Answer these questions from the item on the F-35 below.
(a) Which military service ordered its personnel to say nice things about the F-35?
(b) According to the item, why was the F-35 grounded?
(c) How is the F-35's special blend of fuel transported?

[begin Page extract]

From the Crikey grapevine, the latest tips and rumours …

Poor widdle F35. We haven’t heard anything about our favourite flying heap of crap, the F-35, for a while, but just when we were beginning to think things were improving for the fighter jet that can’t fly, shoot or dogfight, comes this. The military blog that revealed the F-35 had lost a dogfight to a hangglider F-16 has now revealed the United States Air Force has ordered its airmen and women to say nice things about the F-35. “Articulate the capabilities of the aircraft and explain it is a capability warfighters must have (explain why we need the F-35),” servicemen and women are ordered. “Debunk false narratives and inaccuracies reflected in news media reporting.” Problem is, there are no false narratives and inaccuracies — the F-35 really did get grounded because its engines caught fire, it really can’t shoot properly until it gets software still a couple of years away, it really lost a dogfight to an F-16, it really does need a special blend of fuel that needs to be transported in special bright white trucks so it doesn’t spoil on the tarmac. If only these were false narratives, we might not be wasting billions of dollars on these things.

[end Page extract]
[begin Stored records]

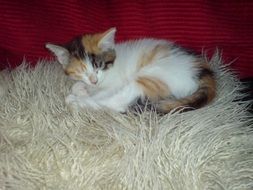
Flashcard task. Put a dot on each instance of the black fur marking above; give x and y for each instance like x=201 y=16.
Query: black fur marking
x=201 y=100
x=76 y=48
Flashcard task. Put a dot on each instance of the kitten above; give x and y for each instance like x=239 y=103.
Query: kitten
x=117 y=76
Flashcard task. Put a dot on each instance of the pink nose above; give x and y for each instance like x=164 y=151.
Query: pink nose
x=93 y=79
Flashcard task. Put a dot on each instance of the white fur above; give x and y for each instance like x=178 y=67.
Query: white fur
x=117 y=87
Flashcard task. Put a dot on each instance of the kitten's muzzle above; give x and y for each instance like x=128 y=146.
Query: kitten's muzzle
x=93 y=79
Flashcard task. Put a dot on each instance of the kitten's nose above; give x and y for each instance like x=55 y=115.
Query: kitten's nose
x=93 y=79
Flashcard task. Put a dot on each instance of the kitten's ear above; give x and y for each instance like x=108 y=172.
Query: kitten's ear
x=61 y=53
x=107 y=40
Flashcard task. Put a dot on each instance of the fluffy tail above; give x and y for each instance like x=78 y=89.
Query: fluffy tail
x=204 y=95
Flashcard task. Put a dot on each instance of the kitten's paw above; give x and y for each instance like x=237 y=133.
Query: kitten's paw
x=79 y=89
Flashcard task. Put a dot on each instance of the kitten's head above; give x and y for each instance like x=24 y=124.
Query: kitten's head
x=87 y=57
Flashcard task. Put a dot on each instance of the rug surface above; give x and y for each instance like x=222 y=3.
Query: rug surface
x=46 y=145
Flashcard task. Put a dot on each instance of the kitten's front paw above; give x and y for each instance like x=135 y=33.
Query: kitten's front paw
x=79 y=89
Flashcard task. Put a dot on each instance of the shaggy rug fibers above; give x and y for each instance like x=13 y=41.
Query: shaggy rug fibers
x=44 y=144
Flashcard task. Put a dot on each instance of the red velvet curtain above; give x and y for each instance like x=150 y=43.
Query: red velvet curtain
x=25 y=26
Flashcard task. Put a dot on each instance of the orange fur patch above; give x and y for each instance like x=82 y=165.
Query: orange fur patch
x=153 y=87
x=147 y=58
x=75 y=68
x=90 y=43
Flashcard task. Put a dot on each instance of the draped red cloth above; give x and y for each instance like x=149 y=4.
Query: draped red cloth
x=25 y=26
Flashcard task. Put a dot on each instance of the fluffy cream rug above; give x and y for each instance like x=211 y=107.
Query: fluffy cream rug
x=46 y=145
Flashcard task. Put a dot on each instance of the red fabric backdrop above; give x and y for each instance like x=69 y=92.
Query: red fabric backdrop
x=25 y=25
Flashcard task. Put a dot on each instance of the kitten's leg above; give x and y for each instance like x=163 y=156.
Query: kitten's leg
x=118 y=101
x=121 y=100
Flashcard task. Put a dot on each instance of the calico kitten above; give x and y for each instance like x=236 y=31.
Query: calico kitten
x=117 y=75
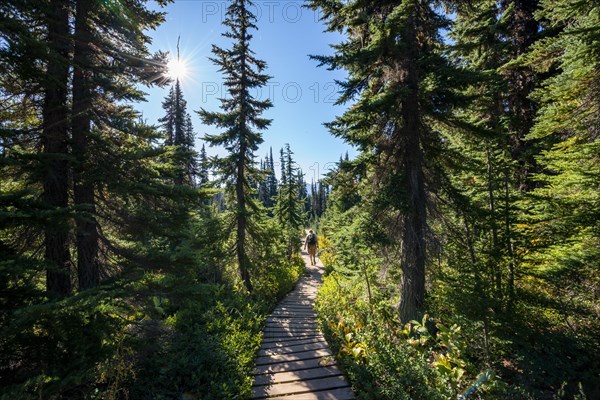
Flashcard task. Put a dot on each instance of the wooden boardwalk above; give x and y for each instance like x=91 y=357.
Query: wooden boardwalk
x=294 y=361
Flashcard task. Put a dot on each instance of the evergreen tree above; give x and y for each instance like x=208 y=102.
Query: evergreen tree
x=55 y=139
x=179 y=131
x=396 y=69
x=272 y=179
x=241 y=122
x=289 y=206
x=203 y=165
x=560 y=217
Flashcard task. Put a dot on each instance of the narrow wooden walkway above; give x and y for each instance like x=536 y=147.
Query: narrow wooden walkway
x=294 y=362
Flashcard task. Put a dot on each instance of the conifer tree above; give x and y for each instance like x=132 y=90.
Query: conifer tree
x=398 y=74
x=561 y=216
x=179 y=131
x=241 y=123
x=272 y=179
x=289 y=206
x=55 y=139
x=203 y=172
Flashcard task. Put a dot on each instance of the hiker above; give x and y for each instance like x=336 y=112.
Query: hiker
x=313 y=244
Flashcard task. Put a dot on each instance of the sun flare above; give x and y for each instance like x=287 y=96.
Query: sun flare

[end Stored records]

_Answer to the problem_
(a) The United States Air Force.
(b) Its engines caught fire.
(c) In special bright white trucks.